Stored items from a collection:
┌──
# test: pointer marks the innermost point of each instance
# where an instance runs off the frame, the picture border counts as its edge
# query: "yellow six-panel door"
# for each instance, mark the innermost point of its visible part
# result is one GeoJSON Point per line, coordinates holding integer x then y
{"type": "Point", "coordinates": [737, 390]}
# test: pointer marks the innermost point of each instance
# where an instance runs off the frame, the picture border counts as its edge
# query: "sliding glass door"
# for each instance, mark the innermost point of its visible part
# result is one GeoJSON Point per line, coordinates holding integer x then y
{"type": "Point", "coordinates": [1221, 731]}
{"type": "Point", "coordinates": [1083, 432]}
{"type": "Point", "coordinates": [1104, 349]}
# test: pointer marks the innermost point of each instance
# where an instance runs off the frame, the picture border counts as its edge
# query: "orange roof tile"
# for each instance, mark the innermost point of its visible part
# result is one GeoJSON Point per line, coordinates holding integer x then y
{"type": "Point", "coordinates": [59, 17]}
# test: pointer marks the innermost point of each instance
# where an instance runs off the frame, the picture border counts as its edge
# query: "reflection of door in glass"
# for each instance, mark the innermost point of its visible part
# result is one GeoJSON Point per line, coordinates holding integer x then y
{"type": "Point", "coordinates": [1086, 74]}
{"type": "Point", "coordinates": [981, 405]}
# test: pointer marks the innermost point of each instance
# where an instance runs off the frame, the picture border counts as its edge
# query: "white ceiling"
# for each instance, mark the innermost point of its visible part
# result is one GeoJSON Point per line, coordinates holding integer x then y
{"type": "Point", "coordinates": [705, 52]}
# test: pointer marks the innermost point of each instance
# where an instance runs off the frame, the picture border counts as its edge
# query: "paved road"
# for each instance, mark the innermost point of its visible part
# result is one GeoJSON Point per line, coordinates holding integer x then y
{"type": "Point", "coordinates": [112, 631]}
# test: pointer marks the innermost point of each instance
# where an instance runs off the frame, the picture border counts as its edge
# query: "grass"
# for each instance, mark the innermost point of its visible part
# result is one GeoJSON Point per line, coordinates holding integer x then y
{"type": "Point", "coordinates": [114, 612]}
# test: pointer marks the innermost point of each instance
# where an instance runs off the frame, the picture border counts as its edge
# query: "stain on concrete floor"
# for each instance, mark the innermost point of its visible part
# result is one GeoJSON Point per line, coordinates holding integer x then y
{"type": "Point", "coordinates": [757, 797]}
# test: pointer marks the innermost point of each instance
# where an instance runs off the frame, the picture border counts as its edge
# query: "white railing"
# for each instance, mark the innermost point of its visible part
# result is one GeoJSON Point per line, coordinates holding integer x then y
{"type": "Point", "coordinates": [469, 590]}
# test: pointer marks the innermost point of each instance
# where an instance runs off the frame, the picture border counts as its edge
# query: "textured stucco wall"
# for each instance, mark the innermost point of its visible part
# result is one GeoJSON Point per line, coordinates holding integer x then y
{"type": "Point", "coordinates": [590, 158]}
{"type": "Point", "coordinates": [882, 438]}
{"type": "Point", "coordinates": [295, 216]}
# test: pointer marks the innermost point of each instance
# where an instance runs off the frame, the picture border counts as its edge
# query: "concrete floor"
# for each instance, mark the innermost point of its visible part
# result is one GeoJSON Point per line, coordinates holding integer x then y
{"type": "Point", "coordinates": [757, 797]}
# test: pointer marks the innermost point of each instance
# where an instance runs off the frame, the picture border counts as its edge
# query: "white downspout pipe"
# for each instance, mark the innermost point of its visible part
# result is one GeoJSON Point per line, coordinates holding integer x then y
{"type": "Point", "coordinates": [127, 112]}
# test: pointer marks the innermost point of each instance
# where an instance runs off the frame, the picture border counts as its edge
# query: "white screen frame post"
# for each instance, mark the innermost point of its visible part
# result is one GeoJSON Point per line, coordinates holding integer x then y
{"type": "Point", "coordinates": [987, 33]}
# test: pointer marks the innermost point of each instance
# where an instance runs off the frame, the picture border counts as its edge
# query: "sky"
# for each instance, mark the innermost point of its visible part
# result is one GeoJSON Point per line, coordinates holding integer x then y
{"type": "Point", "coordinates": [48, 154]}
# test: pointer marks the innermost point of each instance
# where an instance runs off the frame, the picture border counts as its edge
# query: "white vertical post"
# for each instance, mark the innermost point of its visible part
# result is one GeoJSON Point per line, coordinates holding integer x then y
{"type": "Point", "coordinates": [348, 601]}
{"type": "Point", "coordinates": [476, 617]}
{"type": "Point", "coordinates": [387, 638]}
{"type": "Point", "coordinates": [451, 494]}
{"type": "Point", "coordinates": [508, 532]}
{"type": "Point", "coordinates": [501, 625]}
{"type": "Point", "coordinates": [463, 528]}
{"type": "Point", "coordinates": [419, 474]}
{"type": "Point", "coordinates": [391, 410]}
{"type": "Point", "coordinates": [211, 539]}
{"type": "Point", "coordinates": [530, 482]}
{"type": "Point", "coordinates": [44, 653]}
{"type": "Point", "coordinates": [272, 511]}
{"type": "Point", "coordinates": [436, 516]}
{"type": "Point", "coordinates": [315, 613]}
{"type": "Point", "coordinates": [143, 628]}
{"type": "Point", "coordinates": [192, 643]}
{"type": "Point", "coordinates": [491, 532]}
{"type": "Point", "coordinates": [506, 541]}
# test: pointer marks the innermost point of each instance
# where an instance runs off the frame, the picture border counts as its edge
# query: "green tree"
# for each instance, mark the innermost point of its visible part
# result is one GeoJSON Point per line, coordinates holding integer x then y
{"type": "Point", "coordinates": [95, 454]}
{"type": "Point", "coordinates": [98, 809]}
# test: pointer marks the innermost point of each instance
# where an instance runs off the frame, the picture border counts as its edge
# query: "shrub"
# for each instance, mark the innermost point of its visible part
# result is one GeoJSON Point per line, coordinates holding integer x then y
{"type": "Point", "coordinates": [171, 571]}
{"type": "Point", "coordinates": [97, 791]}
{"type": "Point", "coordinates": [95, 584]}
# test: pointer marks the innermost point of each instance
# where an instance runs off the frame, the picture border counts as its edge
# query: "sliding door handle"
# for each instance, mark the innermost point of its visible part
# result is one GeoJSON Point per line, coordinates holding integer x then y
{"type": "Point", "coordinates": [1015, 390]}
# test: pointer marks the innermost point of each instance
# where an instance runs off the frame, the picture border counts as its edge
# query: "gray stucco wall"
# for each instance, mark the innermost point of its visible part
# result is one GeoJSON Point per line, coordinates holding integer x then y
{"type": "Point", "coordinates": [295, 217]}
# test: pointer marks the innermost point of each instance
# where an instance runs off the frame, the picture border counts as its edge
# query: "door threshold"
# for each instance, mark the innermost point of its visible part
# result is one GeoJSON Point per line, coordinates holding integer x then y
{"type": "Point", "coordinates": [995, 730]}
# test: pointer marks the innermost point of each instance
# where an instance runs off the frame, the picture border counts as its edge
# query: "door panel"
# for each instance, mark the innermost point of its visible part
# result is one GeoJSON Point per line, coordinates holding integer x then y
└──
### What is required
Each line above that contains the string "door" should be copied.

### Answer area
# query: "yellow six-panel door"
# query: "sliding glass door"
# query: "reflection of door in glass"
# query: "sliding door handle"
# query: "door threshold"
# query: "door panel"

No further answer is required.